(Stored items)

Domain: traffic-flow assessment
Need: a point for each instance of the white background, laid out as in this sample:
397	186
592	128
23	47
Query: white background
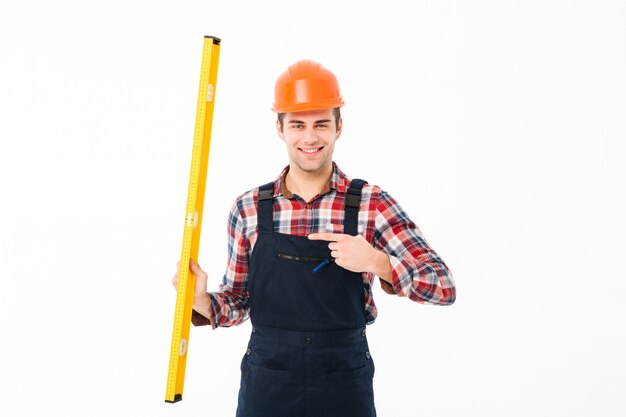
498	125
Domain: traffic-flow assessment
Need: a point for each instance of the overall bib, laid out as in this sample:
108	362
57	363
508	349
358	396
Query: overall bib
308	354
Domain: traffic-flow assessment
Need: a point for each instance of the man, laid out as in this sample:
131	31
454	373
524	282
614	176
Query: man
303	254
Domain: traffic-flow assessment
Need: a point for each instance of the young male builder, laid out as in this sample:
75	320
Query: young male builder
303	254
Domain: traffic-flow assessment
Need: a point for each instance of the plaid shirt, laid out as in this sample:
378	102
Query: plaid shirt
418	272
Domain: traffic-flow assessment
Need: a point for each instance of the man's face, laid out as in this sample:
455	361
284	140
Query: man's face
310	138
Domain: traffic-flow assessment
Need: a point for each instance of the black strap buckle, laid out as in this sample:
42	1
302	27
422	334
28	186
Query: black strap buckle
266	195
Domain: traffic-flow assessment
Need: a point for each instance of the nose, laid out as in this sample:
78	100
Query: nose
310	136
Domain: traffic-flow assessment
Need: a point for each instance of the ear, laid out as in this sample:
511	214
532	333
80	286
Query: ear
281	135
339	128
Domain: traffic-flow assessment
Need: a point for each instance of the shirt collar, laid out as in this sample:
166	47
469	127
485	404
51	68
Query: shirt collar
338	181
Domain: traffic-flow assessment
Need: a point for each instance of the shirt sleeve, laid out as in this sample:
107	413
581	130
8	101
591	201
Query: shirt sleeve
418	271
230	305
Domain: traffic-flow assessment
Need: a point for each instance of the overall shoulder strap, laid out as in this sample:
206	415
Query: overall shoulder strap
353	202
265	216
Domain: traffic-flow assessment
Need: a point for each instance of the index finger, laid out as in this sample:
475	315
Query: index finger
330	237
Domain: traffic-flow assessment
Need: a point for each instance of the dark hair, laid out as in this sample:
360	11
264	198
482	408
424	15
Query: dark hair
336	112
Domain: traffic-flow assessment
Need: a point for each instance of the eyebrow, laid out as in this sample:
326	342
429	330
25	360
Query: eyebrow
317	121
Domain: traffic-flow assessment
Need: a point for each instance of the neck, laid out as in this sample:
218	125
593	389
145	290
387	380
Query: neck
307	184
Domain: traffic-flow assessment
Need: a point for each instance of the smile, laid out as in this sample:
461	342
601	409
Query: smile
311	151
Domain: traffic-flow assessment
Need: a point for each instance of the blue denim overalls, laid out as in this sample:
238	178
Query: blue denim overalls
308	354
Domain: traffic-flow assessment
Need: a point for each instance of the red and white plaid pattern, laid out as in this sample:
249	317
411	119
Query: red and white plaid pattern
418	272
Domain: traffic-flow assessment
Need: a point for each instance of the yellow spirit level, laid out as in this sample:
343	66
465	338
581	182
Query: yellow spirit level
193	219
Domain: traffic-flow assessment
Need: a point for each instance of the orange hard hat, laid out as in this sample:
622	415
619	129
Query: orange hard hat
306	85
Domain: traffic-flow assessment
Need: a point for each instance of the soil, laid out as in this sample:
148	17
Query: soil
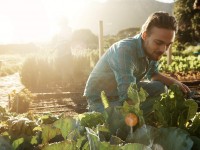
68	101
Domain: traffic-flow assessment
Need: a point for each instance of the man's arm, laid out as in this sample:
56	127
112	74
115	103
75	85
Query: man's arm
169	81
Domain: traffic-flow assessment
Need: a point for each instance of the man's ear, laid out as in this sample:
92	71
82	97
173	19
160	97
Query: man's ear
144	35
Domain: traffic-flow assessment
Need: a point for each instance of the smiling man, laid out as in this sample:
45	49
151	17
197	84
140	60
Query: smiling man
132	59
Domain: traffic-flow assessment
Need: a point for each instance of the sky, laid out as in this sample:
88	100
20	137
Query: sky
24	21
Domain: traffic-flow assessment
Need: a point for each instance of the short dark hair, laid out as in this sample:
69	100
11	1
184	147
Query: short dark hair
160	19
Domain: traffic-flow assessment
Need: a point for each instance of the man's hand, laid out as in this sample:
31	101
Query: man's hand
182	86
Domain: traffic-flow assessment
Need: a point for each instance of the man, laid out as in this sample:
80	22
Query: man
132	59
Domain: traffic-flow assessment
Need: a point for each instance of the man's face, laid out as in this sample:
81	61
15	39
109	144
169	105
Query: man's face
157	42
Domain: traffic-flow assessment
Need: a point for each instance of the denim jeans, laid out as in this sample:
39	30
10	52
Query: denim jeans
153	88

What the exercise asks:
All the lines above are to be reproduced exactly, except the pictures.

Output below:
Domain: traffic-flow assessment
Need: a point for each instance of the white background, laid out as in this sample:
397	186
592	128
23	47
Query: white background
498	125
Domain: traffic-flow assessment
Need: a point for each instance of the overall bib, laid out as in this sample:
108	362
57	363
508	349
358	396
Query: overall bib
308	354
Domain: traffic-flow assessment
Need: a point for each instance of the man, laid out as in this sample:
131	31
454	373
524	282
614	176
Query: man
303	254
Domain: traffic-flow assessment
Need: a point for each instance of the young male builder, laid out as in this sample:
75	320
Query: young male builder
303	254
Domain: traffic-flow assessment
Need: a point for each instance of the plaid shirt, laid out as in this sample:
378	102
Query: plaid shirt
418	272
Domain: traffic-flow assessment
Need: a point for each instance of the man's face, laid out as in this sample:
455	361
284	140
Query: man's face
310	138
Domain: traffic-flow assessment
Need: a point for each instance of the black strap buckle, laid out as in this sample:
42	1
302	27
422	334
28	186
Query: black strap buckle
266	195
Domain: traffic-flow assessment
Need: a point for each instance of the nose, laid out as in this sample:
78	100
Query: nose
310	136
Domain: traffic-flow assessment
Need: a point for each instance of the ear, laid out as in this sample:
511	214
532	333
80	286
Query: ear
281	135
339	128
Domain: traffic-flow assessment
Need: a point for each instance of the shirt collar, laid out as in this sample:
166	47
469	127
485	404
51	68
Query: shirt collar
338	181
Domain: traffic-flow assessment
Need: a point for each instance of the shirt sleeve, laid out as in this sample:
107	413
581	130
8	101
591	201
Query: shirt sleeve
418	271
230	305
Domain: traffic-flow assessment
Need: a point for each instance of the overall shoulder strap, laid out as in this sample:
206	415
Query: overall shoulder strap
353	202
265	216
Domain: traffic-flow assessment
Need: a point for each instance of the index finger, laid out as in this sample:
475	315
Query: index finger
330	237
Domain: traffic-flow assessment
Need: a point for each instance of the dark hair, laid out as in this sample:
360	11
264	198
482	408
424	15
Query: dark hair
336	112
Domain: traffic-flow assessment
Need: a point for each instance of the eyebrow, laid out as in this sample:
326	342
429	330
25	360
Query: eyebrow
317	121
Domain: traffic-flow assessment
Need: a point for each instance of the neck, laid out as in this sample:
218	125
593	389
145	290
387	380
Query: neck
307	184
Domain: traffic-flow assessment
Need: a point for each instance of the smile, laid out as in this sample:
461	342
601	409
Query: smile
311	151
Domain: traffic-flow assessment
Need: a point for each instance of the blue denim overalls, laid out as in this sample:
238	178
Query: blue denim overalls
308	354
Domain: traffic-flow assessment
Need: a point for each instance of the red and white plaid pattern, laid out as in this sample:
249	317
411	119
Query: red and white plaid pattern
418	272
Domain: traffic-flow assessment
Need: a point for each instance of the yellow spirit level, laid out as in this sample:
343	66
465	338
581	182
Query: yellow spirit level
193	219
Domain: traffic-flow assessment
Need: a point for each instance of the orange hard hat, laid out as in this sample:
622	415
619	129
Query: orange hard hat
306	85
Domain: traffic-flow assessment
Need: a point for each instance of the soil, laid out as in this sample:
148	17
Query: soil
68	101
Domain: traffic-flow assessment
Need: a point for each instance of the man's arm, laid out as in this sample:
56	127
112	74
115	103
75	85
Query: man's arm
169	81
Domain: traffic-flow assessment
Need: a point for each instance of the man's ear, laid out as in this sample:
92	71
82	97
173	19
160	97
Query: man's ear
144	35
Domain: traffic-flow assessment
Need: a point for each instance of the smiling man, laid out as in this sample:
45	49
151	17
197	84
140	60
Query: smiling man
132	59
Domain: traffic-flow assessment
Need: a point for each instance of the sky, laid out as in this sample:
88	100
20	137
Query: sky
24	21
Domain: traffic-flow assessment
Need: a point for each instance of the short dark hair, laid out as in this sample:
69	100
11	1
184	147
Query: short dark hair
160	19
Domain: traffic-flow assessment
Need: a point for each instance of the man's hand, laid out as in this sample:
31	101
Query: man's hand
182	86
Domain: traffic-flow assessment
Need: a point for each instance of the man, laid out as in this sample:
80	22
Query: man
132	59
Domain: traffic-flow assessment
Need: a point for each instance of the man's face, laid out as in this sample:
81	61
15	39
109	144
169	105
Query: man's face
157	42
Domain: traffic-flow assessment
Need: a point for each instance of the denim jeans, laid out as in this sample:
39	30
10	52
Query: denim jeans
153	88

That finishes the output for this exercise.